* _AIM OF THE TASK_:
Word for word, please restate the line containing "Every instance of the green bush" and all the lines that follow it to the end of the data.

[THE DATA]

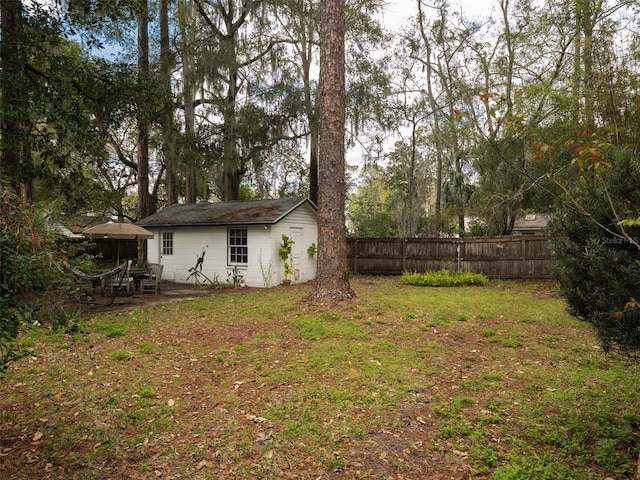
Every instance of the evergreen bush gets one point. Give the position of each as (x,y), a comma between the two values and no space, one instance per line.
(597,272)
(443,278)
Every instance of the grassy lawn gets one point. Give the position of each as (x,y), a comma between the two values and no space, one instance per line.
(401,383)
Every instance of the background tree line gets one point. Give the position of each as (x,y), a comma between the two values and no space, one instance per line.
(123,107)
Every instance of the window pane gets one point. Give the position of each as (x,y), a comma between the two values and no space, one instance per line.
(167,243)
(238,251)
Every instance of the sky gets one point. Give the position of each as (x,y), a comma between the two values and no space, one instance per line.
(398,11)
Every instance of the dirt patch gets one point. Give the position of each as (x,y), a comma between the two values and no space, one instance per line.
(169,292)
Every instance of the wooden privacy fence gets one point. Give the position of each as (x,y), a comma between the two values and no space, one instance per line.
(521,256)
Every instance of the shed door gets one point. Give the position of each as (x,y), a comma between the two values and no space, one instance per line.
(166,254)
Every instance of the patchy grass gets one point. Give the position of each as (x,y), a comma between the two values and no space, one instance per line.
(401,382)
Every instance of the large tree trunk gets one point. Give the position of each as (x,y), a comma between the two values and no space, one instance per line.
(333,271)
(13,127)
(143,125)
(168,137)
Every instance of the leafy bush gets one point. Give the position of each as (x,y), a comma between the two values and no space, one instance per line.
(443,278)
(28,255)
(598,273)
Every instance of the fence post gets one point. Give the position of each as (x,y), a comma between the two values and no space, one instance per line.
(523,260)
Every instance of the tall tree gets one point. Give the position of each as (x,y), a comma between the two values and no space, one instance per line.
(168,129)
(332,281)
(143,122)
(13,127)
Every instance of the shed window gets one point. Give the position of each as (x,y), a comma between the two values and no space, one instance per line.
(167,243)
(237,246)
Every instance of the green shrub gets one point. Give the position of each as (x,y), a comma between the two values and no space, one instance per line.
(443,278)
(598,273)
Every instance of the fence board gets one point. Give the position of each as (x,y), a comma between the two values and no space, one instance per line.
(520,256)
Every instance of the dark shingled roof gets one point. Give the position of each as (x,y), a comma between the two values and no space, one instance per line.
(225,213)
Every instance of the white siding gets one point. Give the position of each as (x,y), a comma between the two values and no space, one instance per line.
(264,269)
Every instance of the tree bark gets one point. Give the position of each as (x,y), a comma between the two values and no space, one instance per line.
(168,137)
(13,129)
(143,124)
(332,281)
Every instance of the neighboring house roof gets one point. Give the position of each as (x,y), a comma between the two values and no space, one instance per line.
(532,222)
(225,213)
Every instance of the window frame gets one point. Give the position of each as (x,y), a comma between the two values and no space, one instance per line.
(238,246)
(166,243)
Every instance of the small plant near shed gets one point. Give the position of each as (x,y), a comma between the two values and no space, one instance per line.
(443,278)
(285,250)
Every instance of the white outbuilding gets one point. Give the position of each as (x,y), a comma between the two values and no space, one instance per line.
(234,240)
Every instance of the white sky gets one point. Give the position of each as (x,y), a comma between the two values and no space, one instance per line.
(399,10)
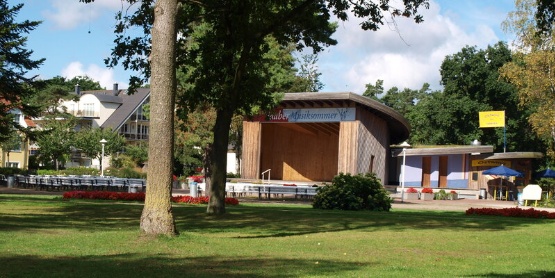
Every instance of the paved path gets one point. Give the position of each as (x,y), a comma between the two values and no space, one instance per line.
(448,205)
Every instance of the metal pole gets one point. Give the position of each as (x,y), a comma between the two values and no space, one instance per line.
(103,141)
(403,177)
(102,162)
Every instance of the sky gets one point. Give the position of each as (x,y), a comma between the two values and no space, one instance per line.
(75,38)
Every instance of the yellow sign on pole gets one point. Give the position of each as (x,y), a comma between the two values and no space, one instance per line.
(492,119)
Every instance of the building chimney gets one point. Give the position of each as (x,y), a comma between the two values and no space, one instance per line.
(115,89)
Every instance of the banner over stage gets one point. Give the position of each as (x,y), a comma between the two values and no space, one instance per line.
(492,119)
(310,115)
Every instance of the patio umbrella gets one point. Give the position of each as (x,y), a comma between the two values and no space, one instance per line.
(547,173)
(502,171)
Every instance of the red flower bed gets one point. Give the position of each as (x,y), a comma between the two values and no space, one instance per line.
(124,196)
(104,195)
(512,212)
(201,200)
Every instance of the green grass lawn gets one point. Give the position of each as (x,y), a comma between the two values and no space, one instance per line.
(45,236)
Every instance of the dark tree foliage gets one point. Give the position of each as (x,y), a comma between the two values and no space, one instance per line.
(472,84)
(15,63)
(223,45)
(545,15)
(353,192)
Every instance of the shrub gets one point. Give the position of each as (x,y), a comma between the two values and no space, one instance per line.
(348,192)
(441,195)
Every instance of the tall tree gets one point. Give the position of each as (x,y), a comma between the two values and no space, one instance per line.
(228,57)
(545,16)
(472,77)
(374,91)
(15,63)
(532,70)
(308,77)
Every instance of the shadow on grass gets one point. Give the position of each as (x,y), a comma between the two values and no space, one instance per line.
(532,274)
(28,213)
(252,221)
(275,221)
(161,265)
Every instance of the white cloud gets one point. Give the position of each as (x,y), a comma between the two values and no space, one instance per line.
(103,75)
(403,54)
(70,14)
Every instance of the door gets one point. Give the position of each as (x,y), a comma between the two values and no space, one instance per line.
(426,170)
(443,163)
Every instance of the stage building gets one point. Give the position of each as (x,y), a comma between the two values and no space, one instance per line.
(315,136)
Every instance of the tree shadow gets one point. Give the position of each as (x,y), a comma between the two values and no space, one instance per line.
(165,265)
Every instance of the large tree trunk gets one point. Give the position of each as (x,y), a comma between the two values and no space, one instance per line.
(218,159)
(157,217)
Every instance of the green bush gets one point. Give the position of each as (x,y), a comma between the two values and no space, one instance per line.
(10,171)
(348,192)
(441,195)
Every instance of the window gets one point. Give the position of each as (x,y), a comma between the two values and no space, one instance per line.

[/THE DATA]

* _YOUR RESPONSE_:
Every instance of the green bush gets one point. Give the position of each as (x,y), a comma between the two values and no space, one instance per line.
(10,171)
(348,192)
(441,195)
Every instance of the window gets one point. Give the position of each as (x,y), a comma between the two values and no space, one instance per line.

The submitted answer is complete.